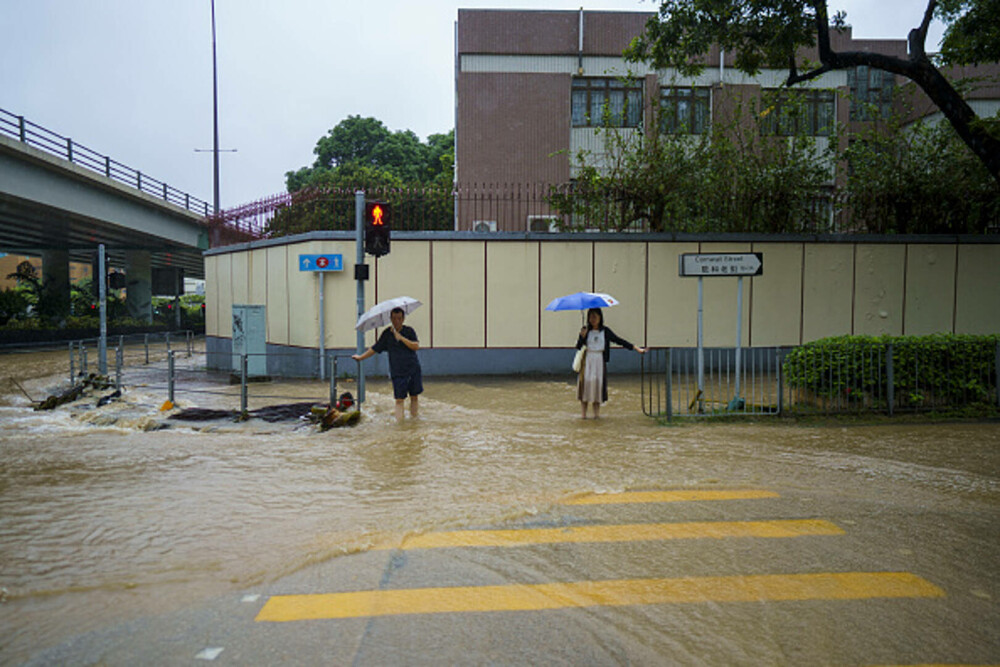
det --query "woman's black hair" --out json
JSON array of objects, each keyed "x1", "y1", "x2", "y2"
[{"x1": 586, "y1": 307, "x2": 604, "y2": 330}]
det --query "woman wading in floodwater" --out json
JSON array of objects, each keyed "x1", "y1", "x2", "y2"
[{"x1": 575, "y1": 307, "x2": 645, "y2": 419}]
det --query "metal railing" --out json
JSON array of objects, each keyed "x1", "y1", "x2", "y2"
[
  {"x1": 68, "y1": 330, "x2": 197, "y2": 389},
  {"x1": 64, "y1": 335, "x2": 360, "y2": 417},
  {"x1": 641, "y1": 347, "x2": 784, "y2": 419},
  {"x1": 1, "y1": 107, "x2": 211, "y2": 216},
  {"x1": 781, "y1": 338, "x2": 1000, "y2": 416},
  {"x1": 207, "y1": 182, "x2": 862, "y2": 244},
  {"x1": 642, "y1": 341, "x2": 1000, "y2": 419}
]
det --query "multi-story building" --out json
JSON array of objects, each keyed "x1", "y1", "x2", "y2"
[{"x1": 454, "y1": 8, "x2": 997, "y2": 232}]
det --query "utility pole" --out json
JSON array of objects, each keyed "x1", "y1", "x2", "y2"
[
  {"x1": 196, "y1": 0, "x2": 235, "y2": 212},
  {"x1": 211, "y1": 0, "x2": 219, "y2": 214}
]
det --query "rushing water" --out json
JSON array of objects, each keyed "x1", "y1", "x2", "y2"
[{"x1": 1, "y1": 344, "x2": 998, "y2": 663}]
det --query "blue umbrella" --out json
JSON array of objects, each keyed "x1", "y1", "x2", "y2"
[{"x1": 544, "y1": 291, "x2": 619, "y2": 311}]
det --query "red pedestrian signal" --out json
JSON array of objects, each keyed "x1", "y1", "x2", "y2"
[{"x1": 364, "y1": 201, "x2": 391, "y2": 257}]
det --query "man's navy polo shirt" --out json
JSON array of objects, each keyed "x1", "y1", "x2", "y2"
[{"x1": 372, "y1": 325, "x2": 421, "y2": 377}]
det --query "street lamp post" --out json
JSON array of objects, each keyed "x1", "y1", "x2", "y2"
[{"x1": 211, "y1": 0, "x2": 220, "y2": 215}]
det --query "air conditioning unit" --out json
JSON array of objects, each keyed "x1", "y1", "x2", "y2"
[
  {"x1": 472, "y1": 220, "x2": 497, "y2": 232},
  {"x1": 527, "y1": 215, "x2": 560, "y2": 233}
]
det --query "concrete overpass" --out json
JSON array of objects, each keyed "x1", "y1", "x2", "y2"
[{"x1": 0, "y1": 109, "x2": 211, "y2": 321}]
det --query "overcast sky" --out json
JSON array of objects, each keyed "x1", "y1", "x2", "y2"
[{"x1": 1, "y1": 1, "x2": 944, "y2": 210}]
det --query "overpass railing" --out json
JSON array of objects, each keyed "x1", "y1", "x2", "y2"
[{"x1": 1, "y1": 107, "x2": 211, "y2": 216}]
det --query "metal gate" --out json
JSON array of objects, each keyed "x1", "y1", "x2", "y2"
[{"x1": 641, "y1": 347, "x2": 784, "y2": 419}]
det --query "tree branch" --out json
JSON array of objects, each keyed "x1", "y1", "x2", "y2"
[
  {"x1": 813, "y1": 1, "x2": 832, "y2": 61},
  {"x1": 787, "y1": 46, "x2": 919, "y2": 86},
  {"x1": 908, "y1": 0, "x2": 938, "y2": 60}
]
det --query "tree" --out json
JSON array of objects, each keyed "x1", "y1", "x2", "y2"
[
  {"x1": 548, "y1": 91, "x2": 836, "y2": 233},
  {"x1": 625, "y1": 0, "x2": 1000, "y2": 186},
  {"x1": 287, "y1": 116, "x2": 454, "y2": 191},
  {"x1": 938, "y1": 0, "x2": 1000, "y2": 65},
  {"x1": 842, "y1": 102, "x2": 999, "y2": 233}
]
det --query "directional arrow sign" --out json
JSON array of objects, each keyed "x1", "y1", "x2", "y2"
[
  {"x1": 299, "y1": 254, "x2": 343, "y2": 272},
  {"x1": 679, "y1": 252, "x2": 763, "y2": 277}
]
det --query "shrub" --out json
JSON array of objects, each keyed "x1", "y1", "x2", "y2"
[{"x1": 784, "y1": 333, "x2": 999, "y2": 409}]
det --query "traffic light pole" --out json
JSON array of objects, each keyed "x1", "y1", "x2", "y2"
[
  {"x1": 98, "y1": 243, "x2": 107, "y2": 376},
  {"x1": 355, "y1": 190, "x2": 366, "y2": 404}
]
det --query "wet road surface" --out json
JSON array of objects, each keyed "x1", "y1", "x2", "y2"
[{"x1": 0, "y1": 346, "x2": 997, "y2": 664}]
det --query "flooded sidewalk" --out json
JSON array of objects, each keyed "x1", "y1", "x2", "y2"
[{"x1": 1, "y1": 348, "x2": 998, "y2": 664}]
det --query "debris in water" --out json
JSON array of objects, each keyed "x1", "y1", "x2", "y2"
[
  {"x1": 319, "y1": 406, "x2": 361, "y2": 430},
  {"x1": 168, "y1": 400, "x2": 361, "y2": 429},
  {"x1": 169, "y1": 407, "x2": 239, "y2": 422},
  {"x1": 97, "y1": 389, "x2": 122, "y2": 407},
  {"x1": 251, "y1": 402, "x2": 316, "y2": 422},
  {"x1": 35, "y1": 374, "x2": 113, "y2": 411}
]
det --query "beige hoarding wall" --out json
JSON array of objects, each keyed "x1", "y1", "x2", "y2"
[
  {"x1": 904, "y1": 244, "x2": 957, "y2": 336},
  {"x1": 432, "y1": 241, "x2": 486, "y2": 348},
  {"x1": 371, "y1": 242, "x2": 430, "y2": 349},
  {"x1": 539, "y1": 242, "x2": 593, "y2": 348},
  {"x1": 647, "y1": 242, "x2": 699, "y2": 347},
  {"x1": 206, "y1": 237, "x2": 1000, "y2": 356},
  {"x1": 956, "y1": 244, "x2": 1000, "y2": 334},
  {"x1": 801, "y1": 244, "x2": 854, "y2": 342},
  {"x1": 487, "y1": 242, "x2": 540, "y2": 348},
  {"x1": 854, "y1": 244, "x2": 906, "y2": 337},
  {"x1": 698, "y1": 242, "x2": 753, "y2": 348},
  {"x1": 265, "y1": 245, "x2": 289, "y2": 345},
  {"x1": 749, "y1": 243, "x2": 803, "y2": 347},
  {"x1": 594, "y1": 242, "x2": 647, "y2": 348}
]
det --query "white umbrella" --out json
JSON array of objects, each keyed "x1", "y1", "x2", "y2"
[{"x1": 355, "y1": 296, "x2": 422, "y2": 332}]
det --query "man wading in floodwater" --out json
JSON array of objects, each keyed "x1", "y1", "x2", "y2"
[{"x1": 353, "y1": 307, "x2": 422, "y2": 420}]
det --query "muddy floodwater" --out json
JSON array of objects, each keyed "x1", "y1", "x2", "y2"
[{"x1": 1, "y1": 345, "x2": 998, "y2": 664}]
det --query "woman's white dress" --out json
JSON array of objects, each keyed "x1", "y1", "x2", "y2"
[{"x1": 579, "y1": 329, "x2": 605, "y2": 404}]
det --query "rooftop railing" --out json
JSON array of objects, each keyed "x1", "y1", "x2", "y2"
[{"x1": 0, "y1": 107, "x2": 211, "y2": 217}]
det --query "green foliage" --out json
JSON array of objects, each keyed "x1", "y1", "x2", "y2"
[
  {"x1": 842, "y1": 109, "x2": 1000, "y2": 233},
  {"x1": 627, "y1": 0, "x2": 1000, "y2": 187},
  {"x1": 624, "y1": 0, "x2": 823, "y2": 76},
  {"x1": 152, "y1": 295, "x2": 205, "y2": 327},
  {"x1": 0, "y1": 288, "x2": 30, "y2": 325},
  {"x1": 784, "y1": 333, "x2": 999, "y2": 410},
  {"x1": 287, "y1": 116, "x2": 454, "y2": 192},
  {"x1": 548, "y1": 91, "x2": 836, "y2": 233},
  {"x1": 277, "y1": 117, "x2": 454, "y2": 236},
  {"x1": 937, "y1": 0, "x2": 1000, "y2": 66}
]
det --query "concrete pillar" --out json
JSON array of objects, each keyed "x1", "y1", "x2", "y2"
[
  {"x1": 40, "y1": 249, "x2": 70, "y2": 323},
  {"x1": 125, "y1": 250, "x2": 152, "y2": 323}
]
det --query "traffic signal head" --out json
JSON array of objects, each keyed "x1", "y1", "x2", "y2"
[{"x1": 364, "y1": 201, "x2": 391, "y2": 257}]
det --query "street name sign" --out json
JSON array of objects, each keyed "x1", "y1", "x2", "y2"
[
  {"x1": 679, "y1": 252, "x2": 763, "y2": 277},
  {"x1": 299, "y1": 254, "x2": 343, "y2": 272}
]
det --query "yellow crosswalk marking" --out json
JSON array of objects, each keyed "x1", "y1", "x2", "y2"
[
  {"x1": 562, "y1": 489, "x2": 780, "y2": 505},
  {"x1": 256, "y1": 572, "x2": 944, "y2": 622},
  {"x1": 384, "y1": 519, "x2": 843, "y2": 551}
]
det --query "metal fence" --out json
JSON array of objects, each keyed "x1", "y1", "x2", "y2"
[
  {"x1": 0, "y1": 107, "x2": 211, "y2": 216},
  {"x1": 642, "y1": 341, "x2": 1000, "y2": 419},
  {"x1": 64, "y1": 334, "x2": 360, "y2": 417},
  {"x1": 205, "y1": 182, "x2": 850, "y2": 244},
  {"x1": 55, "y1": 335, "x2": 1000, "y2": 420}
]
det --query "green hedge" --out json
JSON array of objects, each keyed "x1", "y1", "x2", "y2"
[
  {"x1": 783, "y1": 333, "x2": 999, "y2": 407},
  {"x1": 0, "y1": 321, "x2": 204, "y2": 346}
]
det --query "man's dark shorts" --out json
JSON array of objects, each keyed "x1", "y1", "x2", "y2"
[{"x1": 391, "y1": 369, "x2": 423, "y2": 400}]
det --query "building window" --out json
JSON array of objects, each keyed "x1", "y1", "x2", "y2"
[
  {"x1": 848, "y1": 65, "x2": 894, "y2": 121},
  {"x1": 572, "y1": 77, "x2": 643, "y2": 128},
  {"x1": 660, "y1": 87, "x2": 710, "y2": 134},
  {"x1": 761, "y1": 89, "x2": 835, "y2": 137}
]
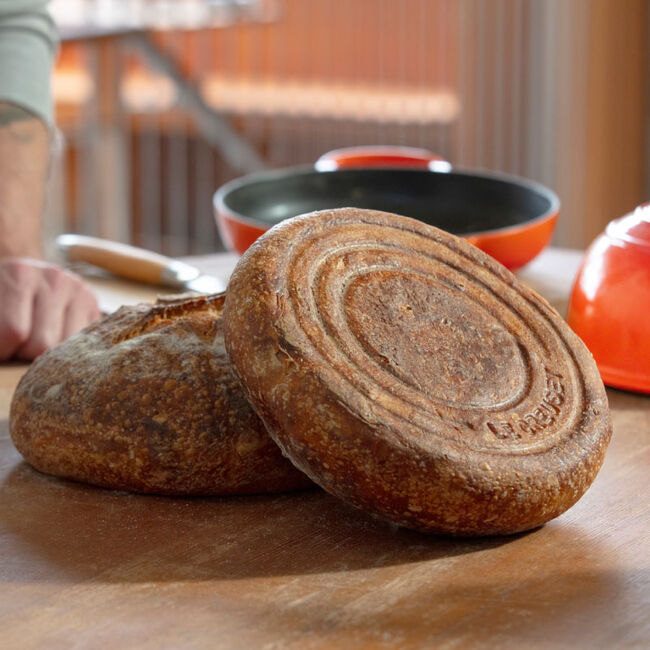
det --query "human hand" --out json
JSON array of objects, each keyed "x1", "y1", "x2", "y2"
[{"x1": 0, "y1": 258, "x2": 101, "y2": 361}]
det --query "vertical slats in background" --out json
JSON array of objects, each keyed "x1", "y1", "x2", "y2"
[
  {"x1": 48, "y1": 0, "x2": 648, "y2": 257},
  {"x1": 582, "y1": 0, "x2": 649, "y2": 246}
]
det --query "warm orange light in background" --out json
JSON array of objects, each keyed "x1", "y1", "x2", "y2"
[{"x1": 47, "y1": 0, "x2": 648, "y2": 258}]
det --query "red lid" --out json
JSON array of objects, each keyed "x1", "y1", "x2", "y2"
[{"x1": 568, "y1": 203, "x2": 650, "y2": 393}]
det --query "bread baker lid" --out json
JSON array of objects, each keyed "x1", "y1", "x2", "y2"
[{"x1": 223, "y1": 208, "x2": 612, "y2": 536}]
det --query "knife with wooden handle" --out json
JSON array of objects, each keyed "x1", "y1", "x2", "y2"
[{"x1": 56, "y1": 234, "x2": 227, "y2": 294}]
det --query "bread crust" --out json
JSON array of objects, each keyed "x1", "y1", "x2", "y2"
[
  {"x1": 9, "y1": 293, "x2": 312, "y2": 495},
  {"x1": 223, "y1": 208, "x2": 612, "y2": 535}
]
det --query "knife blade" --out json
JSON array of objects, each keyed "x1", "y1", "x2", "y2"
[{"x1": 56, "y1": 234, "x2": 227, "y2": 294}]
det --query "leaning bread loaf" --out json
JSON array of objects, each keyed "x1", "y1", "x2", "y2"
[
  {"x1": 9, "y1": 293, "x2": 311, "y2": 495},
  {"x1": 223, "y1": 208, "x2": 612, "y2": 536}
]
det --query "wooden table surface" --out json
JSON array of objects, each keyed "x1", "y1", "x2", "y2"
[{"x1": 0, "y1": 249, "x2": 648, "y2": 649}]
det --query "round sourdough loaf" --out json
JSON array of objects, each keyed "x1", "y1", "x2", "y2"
******
--- TASK TO COMPLETE ---
Reproduce every line from the preceding data in which the word "light" can be found.

--- RESULT ---
det --query "traffic light pole" --out json
det --query "warm orange light in background" --out json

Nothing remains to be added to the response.